ASSIGNED TASK
Take the entries that follow and write them out again, word for word.

THE DATA

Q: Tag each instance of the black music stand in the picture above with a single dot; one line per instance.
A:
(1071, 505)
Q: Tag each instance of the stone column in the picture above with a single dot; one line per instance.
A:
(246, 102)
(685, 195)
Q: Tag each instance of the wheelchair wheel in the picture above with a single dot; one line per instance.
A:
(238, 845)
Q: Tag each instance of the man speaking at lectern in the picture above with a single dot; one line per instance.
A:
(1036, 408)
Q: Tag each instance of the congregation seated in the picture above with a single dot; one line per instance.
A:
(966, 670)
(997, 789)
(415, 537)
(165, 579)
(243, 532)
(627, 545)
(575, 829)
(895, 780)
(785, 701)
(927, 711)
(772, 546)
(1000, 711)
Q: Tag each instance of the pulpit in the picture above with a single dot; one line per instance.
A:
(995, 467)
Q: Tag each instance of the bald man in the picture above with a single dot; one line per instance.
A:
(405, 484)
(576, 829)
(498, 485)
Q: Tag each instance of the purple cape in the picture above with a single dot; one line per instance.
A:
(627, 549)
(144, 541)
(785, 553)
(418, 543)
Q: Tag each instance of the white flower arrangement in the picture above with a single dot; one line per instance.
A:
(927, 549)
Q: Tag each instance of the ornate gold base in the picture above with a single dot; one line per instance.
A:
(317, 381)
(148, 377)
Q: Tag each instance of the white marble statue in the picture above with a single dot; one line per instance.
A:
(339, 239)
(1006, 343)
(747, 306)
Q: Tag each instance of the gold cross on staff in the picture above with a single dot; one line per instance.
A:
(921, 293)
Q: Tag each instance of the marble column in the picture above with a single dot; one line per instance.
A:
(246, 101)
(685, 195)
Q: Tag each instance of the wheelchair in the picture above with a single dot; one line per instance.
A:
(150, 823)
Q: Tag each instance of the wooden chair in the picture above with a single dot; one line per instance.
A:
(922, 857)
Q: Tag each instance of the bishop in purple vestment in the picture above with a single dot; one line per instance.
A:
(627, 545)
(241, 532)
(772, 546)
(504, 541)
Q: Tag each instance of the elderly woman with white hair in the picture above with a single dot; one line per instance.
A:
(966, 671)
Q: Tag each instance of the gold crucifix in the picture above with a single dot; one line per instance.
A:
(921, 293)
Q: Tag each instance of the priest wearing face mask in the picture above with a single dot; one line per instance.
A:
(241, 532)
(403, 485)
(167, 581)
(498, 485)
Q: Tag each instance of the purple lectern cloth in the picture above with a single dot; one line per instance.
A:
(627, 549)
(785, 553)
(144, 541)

SOLUTION TO THE EXERCISE
Q: Tag each instance of the black music stand in the picture above with a single dot; one line per instance.
A:
(1071, 505)
Q: Tag each instance of the stone column in the picture above with a single dot; one line per instance.
A:
(246, 102)
(685, 195)
Q: Tag each instance of the wheelchair wheel in the picture above with a single dot; one line per instance.
A:
(238, 845)
Q: Tag each instance of the man speaking at lectern in the picture above with a single dot; one line per instance.
A:
(1036, 408)
Q: Tag each instance of the congregation seated in the picture above with a single dot; one line per instance.
A:
(966, 670)
(997, 789)
(415, 537)
(165, 579)
(243, 532)
(627, 545)
(575, 829)
(895, 780)
(785, 701)
(927, 711)
(772, 546)
(1000, 711)
Q: Tag each instance of the pulpit in the picture above with a single dot; one line per instance.
A:
(995, 467)
Q: Tag each instance of the bald man in the picture above with a single dot; one line per instance.
A:
(405, 484)
(576, 829)
(498, 485)
Q: Tag each instance of the purple cape in the picture above with a single dot; one line per instance.
A:
(627, 549)
(144, 541)
(785, 553)
(418, 543)
Q: Tag each instance of the white flower arrangement in the picture above with a single dot; one line per instance.
A:
(927, 549)
Q: Tag each instance of the ornate gold base in the picture above with a single dot; one line per instance.
A:
(317, 381)
(148, 377)
Q: Tag each instance of the white marble statue in the picture above with a single dot; one line per instance.
A:
(339, 239)
(1006, 343)
(747, 306)
Q: Tag each instance of the gold cross on staff in the picture above with a single dot; one line per instance.
A:
(921, 293)
Q: Tag each instance of the marble column in the picture above with a single dot; one line per instance.
A:
(246, 101)
(685, 195)
Q: Tag each instance of the wheelchair in the picture above with a single dot; one line per instance.
A:
(150, 823)
Q: Tag each instance of the wooden chair in the picture above with a single dot; one line per instance.
A:
(922, 857)
Q: Tag each instance of the bishop in purple vestment in the picture above with a single dot; one line per instance.
A:
(627, 545)
(241, 532)
(772, 546)
(504, 541)
Q: Tag each instance of the elderly woman with white hair in the picture above with a single dot; one line per instance.
A:
(966, 671)
Q: Tag each instance of the gold crucifix in the picture above with a single dot; one line per instance.
A:
(921, 293)
Q: Tag each instance of the priest wearing face mask in the picture above with a single dot; one line per instance.
A:
(241, 532)
(403, 485)
(167, 581)
(498, 485)
Q: Tag each instance of the purple lectern cloth in the picture above with a single dot; one line per instance.
A:
(627, 549)
(785, 553)
(144, 541)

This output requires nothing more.